(Source data begins)

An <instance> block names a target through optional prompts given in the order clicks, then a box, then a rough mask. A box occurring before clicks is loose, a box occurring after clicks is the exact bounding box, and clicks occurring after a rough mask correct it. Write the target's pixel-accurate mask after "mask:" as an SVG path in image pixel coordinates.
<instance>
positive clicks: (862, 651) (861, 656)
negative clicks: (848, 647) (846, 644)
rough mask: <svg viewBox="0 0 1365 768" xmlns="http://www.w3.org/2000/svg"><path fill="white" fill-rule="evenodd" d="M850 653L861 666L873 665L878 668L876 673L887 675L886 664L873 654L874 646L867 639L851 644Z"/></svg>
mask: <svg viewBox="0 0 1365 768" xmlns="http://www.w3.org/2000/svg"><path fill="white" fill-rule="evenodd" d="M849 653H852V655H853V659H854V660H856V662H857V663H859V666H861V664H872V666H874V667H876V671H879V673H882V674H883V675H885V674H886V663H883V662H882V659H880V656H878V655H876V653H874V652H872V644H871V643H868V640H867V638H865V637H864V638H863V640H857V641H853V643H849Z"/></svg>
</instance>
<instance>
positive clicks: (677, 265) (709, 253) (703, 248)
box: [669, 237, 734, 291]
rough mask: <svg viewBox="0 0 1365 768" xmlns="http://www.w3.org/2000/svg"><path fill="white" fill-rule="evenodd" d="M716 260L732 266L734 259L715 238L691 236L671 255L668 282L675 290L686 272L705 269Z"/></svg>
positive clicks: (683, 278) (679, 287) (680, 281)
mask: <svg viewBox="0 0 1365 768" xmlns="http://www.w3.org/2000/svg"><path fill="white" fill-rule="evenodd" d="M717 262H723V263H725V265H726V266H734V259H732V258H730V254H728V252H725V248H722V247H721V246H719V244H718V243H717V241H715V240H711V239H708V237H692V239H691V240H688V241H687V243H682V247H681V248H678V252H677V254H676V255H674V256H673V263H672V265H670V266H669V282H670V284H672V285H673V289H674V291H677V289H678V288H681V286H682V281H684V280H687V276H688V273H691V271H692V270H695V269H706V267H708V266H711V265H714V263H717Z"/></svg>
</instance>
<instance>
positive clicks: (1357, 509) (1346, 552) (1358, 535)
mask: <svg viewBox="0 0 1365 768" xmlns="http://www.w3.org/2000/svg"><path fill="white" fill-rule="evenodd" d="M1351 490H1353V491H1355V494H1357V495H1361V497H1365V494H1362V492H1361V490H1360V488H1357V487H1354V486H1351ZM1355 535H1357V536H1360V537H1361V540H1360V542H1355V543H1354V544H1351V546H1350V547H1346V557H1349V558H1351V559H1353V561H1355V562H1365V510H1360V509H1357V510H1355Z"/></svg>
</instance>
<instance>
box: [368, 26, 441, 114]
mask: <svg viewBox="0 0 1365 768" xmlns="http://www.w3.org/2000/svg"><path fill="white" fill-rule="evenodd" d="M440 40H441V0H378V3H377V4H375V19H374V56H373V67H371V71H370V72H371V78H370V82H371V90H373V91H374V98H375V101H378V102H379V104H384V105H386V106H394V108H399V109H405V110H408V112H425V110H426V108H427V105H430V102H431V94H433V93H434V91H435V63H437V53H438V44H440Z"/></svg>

(Source data ends)

How to complete this task →
In the entries above, copy the lines from the one that contains "260L732 266L734 259L715" through the last line, exactly as they appear.

Written solution →
rough mask: <svg viewBox="0 0 1365 768" xmlns="http://www.w3.org/2000/svg"><path fill="white" fill-rule="evenodd" d="M716 260L732 266L734 259L715 238L691 236L671 255L668 282L675 290L686 272L705 269Z"/></svg>
positive clicks: (683, 278) (679, 287) (680, 281)
mask: <svg viewBox="0 0 1365 768" xmlns="http://www.w3.org/2000/svg"><path fill="white" fill-rule="evenodd" d="M717 262H723V263H725V265H726V266H734V259H732V258H730V254H728V252H725V248H722V247H721V246H719V244H718V243H717V241H715V240H711V239H708V237H692V239H691V240H688V241H687V243H682V247H681V248H678V252H677V254H676V255H674V256H673V263H672V265H670V266H669V282H670V284H672V285H673V289H674V291H677V289H678V288H681V286H682V281H684V280H687V276H688V273H691V271H692V270H695V269H706V267H708V266H711V265H714V263H717Z"/></svg>
</instance>
<instance>
positive clicks: (1357, 509) (1346, 552) (1358, 535)
mask: <svg viewBox="0 0 1365 768" xmlns="http://www.w3.org/2000/svg"><path fill="white" fill-rule="evenodd" d="M1351 490H1353V491H1355V494H1357V495H1361V497H1365V494H1362V492H1361V490H1360V488H1357V487H1354V486H1351ZM1355 535H1357V536H1360V537H1361V540H1360V542H1355V543H1354V544H1351V546H1350V547H1346V557H1349V558H1351V559H1353V561H1355V562H1365V510H1360V509H1357V510H1355Z"/></svg>
</instance>
<instance>
box: [368, 26, 441, 114]
mask: <svg viewBox="0 0 1365 768" xmlns="http://www.w3.org/2000/svg"><path fill="white" fill-rule="evenodd" d="M440 40H441V0H378V3H377V4H375V19H374V56H373V67H371V71H370V72H371V78H370V82H371V90H373V91H374V98H375V101H378V102H379V104H384V105H386V106H394V108H399V109H405V110H408V112H425V110H426V108H427V105H430V102H431V94H433V93H434V91H435V63H437V53H438V44H440Z"/></svg>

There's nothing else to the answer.